→ Problem details
Return the part of the bypass grafting text between "The second proposal" and "diversification of risk.", inclusive, copied word for word.

→ Document section
◆ ◆ ◆

The second proposal is a sequential bypass technique to increase distal anastomoses with one in situ arterial conduit. Ochi et al12 demonstrated excellent early and mid-term results of sequential grafting with the ITA and RGEA. Ishida et al13 reported that although sequential bypass grafting with RGEA is feasible with excellent early and long-term results, careful anatomical consideration of both the RGEA graft size and the degree of proximal coronary stenosis is necessary. Furthermore, revascularization of 2 or more independent coronary artery regions, such as the LAD and left circumflex regions, is not desirable from the standpoint of diversification of risk.
The third proposal is to use a third in situ arterial conduit, the RGEA, in addition to bilateral ITAs. We3 and others14,15 have reported that CABG with exclusive use of 3 in situ arterial conduits is technically feasible and associated with excellent long-term results. We set no contraindication to the usage of in situ arterial conduits except graft size. The size of the RGEA is critical, especially when the degree of proximal stenosis is less than 90%.16 From the anatomical relationship of each in situ arterial conduit and coronary artery, bilateral ITAs are the conduits of choice for the left coronary artery regions such as the LAD and left circumflex artery. The RGEA is the graft conduit for the right coronary artery, as long as the relationship between RGEA size and proximal stenosis of the target lesion is acceptable. If the RGEA is inappropriate, either the radial artery or the saphenous vein is indicated.
There are several limitations of this study. First, the probability value for cardiac death is 0.05 and barely significant. Longer follow-up and a larger number of cases are necessary to obtain definitive results. Second, in contrast to the Cox hazard model in which confounding factors become a serious problem as the number of covariates increases, multivariate analysis with propensity score matching corrects the selection bias, and inclusion of more covariates is better for this method. We shall expand the propensity score-matched analysis by including extensive covariates, such as predialysis chronic renal failure, calcified aorta, and peripheral vascular disease, for the data in this report and also our previous studies.2,3,6
In conclusion, the results of this propensity score-matched multivariate analysis indicate that the exclusive use of in situ arterial conduits in CABG provides better long-term cardiac survival than CABG using a combination of saphenous vein graft and in situ arterial conduits. Therefore, our findings clearly support total in situ arterial coronary artery bypass grafting without the saphenous vein in selected patients with multivessel disease.
We are grateful to both Dr Teresa Nakatani for assistance in preparing the manuscript and Etsuko Yoshida, MS, for assistance in statistical analyses.

◆ ◆ ◆

(Saved entries)
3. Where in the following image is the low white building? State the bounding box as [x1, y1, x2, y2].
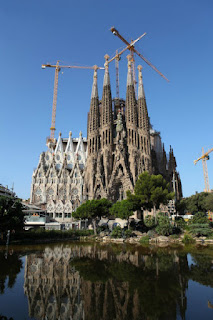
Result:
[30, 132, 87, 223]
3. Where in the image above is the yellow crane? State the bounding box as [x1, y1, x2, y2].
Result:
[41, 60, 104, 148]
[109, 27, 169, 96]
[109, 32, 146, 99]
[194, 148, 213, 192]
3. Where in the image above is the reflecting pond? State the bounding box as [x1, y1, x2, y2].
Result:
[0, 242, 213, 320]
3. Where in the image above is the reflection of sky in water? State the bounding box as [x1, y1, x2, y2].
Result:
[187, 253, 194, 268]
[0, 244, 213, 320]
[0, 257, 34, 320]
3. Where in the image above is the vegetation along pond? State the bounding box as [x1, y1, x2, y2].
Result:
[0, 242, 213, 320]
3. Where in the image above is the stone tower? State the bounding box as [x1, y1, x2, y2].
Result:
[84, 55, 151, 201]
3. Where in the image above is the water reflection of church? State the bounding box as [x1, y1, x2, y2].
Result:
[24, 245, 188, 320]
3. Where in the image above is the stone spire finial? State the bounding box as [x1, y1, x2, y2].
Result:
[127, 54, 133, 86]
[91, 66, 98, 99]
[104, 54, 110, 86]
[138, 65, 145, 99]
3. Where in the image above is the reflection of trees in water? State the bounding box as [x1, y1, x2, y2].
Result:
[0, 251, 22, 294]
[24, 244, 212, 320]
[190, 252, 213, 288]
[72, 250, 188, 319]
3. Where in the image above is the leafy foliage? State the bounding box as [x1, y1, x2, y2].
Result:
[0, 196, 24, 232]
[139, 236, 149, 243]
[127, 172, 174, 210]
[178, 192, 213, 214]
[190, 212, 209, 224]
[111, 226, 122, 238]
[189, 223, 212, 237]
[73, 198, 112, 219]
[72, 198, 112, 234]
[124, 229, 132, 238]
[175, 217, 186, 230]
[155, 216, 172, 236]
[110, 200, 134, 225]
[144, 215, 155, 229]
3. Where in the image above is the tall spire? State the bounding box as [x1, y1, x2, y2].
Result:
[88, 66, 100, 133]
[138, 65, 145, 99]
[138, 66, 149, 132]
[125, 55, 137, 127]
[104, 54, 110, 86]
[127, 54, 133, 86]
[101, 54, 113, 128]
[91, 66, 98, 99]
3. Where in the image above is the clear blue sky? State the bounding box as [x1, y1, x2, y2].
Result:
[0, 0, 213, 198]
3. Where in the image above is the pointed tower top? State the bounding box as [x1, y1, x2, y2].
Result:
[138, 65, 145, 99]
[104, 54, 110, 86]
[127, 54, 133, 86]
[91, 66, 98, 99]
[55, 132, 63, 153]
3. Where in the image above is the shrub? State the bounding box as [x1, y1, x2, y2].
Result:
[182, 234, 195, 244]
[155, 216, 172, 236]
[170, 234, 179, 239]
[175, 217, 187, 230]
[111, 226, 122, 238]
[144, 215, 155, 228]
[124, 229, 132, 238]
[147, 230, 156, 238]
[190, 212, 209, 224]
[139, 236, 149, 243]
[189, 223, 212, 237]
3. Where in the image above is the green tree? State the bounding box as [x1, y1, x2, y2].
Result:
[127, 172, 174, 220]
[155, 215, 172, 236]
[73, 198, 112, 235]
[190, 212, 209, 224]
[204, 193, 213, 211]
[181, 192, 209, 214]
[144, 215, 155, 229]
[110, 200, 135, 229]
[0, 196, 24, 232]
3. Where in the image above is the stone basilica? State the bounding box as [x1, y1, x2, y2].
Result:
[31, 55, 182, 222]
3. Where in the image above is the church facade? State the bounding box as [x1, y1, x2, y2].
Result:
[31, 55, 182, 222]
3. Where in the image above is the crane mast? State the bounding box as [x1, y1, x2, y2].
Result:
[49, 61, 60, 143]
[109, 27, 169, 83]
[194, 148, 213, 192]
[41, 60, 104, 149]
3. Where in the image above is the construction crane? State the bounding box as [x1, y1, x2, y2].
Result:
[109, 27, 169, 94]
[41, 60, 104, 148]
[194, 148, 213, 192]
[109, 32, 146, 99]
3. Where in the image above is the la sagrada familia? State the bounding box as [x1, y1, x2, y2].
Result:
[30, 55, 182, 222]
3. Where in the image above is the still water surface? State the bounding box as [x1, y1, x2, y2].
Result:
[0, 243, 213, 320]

◆ ◆ ◆

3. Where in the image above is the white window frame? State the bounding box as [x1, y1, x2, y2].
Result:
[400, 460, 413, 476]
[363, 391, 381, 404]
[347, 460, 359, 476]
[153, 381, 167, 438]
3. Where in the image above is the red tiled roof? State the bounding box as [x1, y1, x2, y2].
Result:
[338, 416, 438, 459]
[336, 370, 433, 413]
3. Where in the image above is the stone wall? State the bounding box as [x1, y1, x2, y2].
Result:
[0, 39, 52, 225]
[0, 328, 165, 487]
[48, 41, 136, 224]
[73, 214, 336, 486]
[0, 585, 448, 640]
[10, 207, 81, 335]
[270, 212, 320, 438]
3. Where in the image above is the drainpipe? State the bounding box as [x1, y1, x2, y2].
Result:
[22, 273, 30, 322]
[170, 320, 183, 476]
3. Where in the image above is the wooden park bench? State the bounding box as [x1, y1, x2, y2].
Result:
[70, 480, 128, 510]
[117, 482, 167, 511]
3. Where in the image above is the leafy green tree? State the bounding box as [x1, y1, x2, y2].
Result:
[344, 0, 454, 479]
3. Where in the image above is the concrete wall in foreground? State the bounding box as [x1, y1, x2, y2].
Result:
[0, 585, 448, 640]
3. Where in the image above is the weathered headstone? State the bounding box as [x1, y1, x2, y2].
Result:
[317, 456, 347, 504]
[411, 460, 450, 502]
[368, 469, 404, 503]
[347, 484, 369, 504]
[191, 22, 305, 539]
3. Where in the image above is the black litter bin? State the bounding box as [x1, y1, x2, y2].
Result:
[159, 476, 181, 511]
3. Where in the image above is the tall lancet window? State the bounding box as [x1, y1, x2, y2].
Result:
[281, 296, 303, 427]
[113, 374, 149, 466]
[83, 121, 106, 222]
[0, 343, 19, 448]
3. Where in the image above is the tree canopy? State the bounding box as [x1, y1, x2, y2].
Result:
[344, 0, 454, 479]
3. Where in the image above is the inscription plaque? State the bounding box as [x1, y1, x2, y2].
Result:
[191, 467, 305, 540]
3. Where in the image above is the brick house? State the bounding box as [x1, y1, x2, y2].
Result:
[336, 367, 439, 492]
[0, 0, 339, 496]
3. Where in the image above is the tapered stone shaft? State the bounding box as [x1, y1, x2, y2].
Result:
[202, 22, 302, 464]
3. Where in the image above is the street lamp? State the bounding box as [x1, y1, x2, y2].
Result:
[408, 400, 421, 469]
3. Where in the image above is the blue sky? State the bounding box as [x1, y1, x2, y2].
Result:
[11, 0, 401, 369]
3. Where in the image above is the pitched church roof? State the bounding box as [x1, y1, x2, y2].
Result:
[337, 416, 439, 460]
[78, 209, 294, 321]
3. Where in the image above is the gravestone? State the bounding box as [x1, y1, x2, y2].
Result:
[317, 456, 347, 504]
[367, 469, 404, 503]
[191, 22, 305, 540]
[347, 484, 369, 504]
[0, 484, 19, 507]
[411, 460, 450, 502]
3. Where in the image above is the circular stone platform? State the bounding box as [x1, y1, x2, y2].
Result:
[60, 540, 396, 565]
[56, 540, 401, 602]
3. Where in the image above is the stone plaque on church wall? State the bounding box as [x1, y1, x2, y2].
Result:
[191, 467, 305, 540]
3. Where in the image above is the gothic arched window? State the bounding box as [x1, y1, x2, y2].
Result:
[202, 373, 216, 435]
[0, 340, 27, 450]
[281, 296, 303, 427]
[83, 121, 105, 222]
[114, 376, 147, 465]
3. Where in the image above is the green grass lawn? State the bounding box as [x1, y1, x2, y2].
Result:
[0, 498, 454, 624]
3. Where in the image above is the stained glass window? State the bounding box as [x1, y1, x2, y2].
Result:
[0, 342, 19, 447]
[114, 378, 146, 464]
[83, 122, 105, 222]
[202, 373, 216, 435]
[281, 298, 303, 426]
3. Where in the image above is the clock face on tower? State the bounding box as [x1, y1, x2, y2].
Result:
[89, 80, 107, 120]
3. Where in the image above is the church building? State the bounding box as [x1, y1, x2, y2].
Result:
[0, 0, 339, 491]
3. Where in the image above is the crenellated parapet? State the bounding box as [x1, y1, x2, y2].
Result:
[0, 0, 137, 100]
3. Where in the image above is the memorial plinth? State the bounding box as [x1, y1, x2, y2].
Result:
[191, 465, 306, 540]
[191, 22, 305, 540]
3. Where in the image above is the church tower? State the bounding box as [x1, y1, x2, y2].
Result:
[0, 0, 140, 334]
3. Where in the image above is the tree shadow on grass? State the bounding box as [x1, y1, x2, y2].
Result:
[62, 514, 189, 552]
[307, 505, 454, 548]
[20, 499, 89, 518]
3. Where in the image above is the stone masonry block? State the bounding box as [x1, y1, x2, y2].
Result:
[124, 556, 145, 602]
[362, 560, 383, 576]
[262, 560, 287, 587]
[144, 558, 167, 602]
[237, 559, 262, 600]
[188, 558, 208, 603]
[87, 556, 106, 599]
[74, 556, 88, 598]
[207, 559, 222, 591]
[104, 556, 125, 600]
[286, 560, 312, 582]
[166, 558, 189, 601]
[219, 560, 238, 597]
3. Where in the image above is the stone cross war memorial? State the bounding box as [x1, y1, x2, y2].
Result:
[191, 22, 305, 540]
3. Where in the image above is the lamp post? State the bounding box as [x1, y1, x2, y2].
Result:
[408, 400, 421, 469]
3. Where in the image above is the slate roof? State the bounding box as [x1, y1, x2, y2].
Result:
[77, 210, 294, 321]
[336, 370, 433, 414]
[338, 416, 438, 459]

◆ ◆ ◆

→ Solution
The second proposal is a sequential bypass technique to increase distal anastomoses with one in situ arterial conduit. Ochi et al12 demonstrated excellent early and mid-term results of sequential grafting with the ITA and RGEA. Ishida et al13 reported that although sequential bypass grafting with RGEA is feasible with excellent early and long-term results, careful anatomical consideration of both the RGEA graft size and the degree of proximal coronary stenosis is necessary. Furthermore, revascularization of 2 or more independent coronary artery regions, such as the LAD and left circumflex regions, is not desirable from the standpoint of diversification of risk.